**PAGE TEXT:**
START

Griffiths

Griffiths (1994) 

The role of cognitive bias and skill in fruit machine gambling


Background

cognitive bias: observer effects in the human mind, some of which can lead to perceptual distortion, inaccurate judgement or illogical interpretation. It's a phenomenon studied in cognitive science and social psychology.

why gamblers gamble (reasons given by gamblers):

. To provide excitement
. To be more social, shyness
. To numb up unpleasant feelings, not think about problems
. To relax after a stressful day
. To solve money problems

Lesson 2 


Today we looked at the sample/participants, examples of cognitive bias in gamblers, how qualitative data was measured, content analysis, how the quantitative DV's were measured, procedure, controls, results of behaviour, significant behavioural findings, significance in research, skills of fruit machine gambling reported by gamblers, significant findings of differences, usefulness, improvements that could be made, how this would be operationalised and the implicatons of this; weaknesses, observations and strengths of the study. 


content analysis: carried out in a similar way to an observation by putting the number of times a certain behaviour (utterance) occurs into categories and then adding them up.




OCR Core studies

Psychology of individual differences: Griffiths (1994)

END

**LISTED ENTRIES:**
START

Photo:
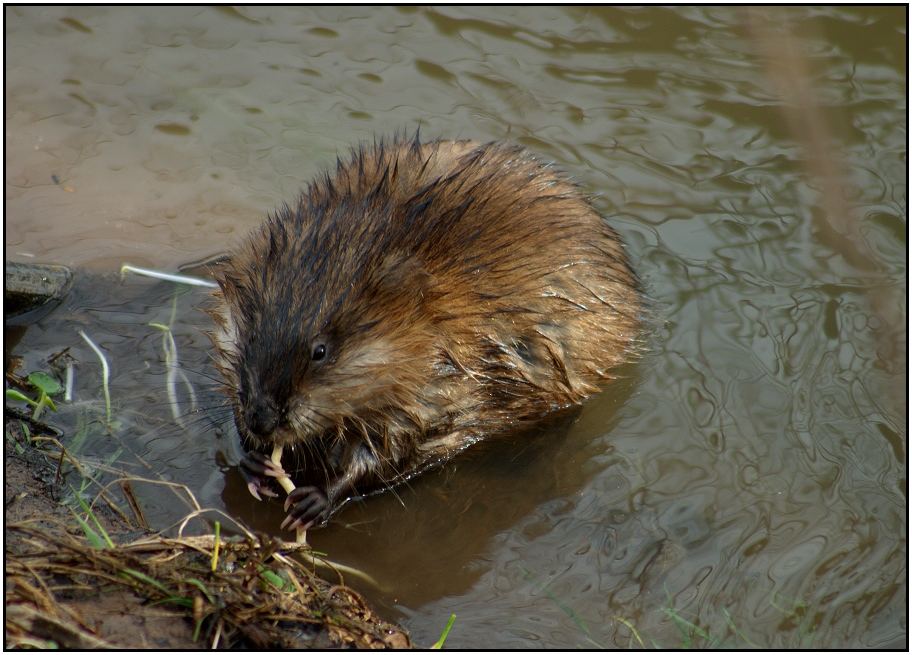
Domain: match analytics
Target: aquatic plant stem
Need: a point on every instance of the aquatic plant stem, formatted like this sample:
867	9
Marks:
105	373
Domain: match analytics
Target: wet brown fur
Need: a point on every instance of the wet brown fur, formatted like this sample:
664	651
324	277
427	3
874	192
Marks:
462	290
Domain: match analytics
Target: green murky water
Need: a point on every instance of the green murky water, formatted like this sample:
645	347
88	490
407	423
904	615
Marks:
745	486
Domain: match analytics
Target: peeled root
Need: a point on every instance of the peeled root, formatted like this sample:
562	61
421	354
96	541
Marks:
286	484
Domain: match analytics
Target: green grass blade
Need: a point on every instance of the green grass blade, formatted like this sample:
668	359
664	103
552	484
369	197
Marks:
446	631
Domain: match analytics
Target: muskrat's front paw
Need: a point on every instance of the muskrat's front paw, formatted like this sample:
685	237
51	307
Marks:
257	470
306	506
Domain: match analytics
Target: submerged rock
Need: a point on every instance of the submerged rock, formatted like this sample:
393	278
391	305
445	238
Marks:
29	286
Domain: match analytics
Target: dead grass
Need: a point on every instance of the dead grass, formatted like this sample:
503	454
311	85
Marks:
65	591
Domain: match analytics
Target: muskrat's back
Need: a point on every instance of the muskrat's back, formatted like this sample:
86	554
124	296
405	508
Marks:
419	298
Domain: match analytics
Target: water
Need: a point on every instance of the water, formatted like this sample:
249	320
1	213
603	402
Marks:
748	476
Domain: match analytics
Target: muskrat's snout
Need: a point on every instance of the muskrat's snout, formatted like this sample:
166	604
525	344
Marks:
261	417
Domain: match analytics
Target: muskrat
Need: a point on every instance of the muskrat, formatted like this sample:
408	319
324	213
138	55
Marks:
420	298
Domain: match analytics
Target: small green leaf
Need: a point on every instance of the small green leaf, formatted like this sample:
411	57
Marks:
15	394
45	382
274	579
93	537
446	631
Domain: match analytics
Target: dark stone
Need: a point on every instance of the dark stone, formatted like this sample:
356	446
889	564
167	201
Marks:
29	286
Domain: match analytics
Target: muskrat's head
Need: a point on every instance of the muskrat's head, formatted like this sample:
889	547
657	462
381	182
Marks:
323	332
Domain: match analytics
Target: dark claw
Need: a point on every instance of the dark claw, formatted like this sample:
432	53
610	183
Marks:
308	507
258	470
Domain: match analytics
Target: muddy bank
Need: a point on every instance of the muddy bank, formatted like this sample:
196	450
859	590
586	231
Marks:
81	574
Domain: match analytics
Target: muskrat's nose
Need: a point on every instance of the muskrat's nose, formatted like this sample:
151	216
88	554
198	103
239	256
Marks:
261	418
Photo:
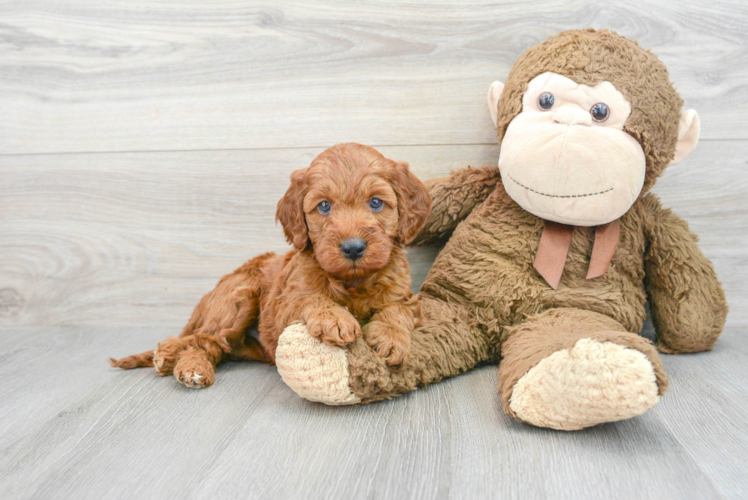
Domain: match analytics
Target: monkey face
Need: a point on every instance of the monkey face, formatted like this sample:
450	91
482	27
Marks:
566	157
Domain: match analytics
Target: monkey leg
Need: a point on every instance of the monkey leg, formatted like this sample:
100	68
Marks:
569	369
449	343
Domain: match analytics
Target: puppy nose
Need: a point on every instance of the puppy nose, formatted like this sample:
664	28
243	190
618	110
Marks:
353	248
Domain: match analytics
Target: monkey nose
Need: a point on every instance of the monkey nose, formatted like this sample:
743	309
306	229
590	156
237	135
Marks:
572	116
353	248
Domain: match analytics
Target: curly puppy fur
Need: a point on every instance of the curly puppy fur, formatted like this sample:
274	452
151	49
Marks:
315	282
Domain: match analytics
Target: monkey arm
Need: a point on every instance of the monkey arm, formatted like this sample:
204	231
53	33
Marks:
453	198
687	300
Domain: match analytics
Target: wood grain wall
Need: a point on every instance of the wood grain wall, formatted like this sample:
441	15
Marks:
143	145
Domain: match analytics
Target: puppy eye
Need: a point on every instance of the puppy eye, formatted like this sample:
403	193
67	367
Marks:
600	112
324	207
546	101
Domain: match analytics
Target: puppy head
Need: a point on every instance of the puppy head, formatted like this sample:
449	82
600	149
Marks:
350	206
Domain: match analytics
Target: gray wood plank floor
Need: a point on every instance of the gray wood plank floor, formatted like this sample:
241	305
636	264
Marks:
143	147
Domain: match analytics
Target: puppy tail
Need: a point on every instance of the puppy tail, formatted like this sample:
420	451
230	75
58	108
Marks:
134	361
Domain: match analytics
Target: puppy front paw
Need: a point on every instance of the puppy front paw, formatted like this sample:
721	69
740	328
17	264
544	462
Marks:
388	341
194	370
334	327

END

**TASK REQUIREMENTS:**
• a. In the notes on Griffiths (1994), what is content analysis carried out in a similar way to?
• b. Quote the notes on Griffiths (1994) between "why gamblers gamble" and "of the study.", inclusive.
Nothing in the lines is needed here.

**ANSWER LIST:**
• a. An observation.

• b.
why gamblers gamble (reasons given by gamblers):

. To provide excitement
. To be more social, shyness
. To numb up unpleasant feelings, not think about problems
. To relax after a stressful day
. To solve money problems

Lesson 2 


Today we looked at the sample/participants, examples of cognitive bias in gamblers, how qualitative data was measured, content analysis, how the quantitative DV's were measured, procedure, controls, results of behaviour, significant behavioural findings, significance in research, skills of fruit machine gambling reported by gamblers, significant findings of differences, usefulness, improvements that could be made, how this would be operationalised and the implicatons of this; weaknesses, observations and strengths of the study.